[Bölge etiketleme kayıtları]

____

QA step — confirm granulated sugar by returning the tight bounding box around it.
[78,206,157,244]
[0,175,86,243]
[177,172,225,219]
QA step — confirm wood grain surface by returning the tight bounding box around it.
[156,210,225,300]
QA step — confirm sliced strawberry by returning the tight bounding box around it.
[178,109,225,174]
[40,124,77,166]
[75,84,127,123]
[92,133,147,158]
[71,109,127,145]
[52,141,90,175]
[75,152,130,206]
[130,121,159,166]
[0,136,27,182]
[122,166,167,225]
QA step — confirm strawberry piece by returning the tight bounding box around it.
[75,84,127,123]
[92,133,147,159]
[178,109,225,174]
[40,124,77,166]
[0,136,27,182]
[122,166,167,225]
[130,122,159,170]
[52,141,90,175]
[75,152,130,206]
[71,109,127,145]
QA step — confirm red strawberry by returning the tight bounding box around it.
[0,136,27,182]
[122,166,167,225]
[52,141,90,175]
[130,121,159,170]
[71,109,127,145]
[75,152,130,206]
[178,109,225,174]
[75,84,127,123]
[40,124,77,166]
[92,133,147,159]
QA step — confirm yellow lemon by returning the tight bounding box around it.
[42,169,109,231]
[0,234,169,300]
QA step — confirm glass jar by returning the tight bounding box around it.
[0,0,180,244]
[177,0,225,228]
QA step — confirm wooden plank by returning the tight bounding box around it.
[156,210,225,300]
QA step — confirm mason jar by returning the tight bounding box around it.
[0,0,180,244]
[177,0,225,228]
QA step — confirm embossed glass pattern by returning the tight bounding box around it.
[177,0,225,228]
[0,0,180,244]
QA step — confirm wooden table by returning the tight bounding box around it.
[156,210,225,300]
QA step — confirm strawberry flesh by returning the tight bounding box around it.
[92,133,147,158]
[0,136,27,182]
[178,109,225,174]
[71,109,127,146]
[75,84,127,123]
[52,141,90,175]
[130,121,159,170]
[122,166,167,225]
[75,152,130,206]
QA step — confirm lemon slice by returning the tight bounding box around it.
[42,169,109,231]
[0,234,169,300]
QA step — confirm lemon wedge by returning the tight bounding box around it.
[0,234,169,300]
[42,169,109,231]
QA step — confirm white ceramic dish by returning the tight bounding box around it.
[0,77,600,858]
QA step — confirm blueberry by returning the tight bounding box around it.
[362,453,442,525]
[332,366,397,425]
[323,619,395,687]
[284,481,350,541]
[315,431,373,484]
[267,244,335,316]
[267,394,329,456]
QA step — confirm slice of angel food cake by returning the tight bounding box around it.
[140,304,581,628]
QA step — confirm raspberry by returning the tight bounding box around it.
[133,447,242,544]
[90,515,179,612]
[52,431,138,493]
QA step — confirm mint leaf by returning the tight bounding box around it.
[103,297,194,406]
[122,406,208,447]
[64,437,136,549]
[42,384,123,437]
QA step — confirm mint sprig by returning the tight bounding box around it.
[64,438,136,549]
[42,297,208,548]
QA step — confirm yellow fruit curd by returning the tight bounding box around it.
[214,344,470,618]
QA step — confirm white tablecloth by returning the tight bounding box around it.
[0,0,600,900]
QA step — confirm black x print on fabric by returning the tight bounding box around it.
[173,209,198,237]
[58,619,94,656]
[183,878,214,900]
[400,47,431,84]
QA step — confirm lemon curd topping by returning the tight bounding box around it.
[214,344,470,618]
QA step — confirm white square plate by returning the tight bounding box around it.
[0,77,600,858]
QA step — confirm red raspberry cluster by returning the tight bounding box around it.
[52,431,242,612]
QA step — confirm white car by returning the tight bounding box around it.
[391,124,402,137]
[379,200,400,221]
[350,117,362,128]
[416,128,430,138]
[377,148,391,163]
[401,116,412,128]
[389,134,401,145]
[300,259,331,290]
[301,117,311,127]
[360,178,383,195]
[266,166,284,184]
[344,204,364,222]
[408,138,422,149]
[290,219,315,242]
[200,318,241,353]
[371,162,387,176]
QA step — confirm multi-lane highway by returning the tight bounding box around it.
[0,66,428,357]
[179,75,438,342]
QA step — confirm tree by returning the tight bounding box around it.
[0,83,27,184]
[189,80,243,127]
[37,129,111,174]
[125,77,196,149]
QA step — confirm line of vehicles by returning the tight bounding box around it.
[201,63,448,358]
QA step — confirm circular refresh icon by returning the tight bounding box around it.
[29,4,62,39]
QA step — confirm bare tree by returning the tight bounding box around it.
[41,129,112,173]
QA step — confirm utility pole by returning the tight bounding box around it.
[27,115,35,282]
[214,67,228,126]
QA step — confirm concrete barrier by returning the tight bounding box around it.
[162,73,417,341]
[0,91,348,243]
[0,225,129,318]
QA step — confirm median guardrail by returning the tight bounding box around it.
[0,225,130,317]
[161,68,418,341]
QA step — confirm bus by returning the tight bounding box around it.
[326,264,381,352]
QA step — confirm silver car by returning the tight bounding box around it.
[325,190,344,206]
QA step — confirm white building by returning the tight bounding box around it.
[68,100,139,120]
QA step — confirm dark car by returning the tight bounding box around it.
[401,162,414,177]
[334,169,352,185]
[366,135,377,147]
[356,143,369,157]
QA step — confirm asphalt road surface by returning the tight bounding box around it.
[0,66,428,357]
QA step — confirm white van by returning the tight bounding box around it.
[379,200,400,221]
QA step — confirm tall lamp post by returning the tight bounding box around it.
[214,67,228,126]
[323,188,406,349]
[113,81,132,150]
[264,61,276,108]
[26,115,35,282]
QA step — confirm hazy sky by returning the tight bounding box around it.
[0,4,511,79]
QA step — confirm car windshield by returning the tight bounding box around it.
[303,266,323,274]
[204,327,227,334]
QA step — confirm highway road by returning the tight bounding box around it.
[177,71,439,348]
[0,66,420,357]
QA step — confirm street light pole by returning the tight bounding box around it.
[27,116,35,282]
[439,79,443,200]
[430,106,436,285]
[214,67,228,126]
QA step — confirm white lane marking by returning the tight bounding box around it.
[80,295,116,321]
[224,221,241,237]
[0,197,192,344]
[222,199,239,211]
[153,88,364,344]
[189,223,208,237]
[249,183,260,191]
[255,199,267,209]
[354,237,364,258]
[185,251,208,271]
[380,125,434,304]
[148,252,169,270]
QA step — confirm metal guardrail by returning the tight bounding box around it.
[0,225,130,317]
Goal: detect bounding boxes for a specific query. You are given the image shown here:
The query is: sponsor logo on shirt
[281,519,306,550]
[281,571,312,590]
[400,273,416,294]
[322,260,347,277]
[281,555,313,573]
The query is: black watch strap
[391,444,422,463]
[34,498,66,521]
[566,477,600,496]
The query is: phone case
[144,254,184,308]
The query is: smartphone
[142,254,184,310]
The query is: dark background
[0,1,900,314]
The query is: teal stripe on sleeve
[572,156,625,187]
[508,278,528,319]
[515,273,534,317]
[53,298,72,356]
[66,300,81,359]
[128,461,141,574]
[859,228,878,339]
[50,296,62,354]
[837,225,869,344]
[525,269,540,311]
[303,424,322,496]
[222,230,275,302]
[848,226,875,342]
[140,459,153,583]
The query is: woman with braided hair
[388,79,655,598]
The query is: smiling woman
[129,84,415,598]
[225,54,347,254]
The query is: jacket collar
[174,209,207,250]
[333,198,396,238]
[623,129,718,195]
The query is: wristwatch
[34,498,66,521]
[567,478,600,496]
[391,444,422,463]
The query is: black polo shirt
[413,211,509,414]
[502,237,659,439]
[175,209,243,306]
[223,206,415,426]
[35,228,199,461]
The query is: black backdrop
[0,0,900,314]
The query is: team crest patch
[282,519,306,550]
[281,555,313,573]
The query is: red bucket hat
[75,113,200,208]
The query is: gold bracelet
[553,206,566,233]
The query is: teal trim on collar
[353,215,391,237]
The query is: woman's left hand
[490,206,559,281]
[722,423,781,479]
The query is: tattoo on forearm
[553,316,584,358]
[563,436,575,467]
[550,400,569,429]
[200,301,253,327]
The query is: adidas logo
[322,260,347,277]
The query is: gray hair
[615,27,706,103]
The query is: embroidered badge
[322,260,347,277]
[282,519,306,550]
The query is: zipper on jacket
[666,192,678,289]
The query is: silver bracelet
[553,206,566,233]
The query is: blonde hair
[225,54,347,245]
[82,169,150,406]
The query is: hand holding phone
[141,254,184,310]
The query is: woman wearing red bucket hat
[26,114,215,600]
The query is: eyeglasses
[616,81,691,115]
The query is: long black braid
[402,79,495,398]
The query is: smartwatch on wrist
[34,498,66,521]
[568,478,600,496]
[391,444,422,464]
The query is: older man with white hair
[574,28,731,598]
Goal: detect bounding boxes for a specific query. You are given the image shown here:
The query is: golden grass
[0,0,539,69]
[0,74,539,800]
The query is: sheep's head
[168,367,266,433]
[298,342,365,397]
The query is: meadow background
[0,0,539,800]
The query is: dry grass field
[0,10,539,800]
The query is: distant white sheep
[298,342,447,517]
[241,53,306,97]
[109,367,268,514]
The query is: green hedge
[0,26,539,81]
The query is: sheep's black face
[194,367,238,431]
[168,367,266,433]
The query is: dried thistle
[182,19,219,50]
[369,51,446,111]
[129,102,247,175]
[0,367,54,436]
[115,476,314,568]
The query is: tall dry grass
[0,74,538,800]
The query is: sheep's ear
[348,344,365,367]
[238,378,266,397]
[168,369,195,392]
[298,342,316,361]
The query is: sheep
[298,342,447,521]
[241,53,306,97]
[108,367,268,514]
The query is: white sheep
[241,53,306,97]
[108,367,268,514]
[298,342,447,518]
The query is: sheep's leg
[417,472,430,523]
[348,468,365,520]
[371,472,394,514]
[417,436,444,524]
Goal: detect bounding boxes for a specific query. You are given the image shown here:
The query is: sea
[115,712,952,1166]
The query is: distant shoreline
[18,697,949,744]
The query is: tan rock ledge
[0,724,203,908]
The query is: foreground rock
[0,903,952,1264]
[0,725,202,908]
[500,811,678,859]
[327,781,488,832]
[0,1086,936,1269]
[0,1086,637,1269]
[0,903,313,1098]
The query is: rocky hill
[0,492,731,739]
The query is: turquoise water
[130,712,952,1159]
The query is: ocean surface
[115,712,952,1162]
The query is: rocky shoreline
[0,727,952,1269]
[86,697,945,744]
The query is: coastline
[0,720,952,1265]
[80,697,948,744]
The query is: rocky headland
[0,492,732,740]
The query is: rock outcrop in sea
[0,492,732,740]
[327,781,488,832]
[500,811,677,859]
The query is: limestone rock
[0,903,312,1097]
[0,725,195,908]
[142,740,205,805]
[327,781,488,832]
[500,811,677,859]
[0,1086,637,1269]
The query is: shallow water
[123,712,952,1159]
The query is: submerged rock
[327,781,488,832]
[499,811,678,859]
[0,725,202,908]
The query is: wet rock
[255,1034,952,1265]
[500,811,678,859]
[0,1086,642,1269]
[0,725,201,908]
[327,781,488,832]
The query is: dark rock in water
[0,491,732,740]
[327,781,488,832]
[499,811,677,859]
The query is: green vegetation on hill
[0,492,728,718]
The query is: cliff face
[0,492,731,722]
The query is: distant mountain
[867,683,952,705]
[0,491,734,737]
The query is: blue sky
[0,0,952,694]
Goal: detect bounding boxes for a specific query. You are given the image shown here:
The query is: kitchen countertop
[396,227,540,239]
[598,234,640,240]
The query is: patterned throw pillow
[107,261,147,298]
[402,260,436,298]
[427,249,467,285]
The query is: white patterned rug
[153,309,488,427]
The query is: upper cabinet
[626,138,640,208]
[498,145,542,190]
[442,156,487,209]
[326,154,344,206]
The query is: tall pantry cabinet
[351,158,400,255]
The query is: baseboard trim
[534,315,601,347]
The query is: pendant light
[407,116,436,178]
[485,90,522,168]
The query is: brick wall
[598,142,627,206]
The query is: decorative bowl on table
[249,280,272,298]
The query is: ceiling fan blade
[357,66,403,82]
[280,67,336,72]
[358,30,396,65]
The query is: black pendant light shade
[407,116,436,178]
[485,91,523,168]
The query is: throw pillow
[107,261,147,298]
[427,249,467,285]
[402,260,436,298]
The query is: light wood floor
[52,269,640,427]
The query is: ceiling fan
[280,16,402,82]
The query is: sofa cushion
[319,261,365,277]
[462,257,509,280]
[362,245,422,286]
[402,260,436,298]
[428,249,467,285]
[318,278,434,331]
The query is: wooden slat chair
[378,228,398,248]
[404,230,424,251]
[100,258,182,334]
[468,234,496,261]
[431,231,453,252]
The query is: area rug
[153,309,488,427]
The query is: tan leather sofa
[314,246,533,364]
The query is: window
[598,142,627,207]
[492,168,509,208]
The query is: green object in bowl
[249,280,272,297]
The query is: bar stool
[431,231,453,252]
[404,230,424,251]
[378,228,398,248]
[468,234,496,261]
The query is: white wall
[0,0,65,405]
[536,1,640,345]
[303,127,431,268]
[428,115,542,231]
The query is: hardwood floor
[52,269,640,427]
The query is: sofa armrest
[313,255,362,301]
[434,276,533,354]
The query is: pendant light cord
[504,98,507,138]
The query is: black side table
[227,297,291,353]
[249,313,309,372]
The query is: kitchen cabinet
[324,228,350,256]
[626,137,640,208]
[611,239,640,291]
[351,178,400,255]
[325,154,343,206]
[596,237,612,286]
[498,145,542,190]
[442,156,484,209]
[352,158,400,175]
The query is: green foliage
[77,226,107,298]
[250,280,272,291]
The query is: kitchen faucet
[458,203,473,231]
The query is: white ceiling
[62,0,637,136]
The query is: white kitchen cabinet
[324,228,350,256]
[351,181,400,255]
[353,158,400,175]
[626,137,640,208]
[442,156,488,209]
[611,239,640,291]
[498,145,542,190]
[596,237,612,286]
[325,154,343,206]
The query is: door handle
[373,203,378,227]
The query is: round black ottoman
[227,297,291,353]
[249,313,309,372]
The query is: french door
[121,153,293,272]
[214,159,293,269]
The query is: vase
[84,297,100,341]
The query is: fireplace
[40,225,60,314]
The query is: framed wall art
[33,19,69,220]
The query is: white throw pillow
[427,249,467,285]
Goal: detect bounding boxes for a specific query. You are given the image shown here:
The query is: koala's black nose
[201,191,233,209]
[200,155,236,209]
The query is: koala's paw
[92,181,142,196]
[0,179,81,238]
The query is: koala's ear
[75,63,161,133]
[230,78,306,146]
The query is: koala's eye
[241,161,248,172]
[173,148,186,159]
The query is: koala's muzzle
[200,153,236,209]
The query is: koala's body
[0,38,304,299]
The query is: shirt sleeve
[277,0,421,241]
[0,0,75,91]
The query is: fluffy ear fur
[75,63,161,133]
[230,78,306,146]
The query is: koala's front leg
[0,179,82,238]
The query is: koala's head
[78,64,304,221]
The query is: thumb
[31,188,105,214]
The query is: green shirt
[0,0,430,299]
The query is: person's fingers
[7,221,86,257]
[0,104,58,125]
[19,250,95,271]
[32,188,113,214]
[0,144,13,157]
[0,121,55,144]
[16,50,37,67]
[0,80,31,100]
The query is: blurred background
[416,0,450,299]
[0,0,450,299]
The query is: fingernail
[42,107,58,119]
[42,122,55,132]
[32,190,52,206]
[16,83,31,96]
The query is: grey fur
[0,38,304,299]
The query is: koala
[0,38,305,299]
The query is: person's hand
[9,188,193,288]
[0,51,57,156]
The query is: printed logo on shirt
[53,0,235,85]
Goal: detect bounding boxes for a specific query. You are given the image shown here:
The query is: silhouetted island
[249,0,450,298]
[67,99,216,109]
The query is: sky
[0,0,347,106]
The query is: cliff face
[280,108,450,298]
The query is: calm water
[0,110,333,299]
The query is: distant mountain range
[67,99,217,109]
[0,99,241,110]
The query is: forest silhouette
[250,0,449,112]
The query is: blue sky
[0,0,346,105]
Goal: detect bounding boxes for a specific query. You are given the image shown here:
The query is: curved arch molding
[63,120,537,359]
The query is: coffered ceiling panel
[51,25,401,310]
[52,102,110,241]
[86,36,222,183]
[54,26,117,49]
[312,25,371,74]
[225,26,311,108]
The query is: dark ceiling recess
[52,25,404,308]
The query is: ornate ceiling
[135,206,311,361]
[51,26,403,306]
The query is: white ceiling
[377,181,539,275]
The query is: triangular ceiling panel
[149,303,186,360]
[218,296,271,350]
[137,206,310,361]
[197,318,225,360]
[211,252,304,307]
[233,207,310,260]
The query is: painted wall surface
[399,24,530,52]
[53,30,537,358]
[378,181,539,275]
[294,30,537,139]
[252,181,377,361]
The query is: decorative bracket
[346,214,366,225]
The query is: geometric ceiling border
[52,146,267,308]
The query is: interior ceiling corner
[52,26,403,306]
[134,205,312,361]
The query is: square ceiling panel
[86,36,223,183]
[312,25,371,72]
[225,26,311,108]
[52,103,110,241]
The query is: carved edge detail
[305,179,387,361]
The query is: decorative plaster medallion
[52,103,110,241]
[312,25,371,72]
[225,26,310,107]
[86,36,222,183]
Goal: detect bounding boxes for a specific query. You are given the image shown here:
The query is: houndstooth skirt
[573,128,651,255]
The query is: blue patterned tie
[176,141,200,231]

____

◆ **Görev talimatı**
Yukarıdaki kayıtları filtreleyin ve "green" dizgesini içeren satırların hepsini değiştirmeden kopyalayın.

◆ **Yanıt**
The query is: green hedge
The query is: green vegetation on hill
The query is: green object in bowl
The query is: green foliage
The query is: green shirt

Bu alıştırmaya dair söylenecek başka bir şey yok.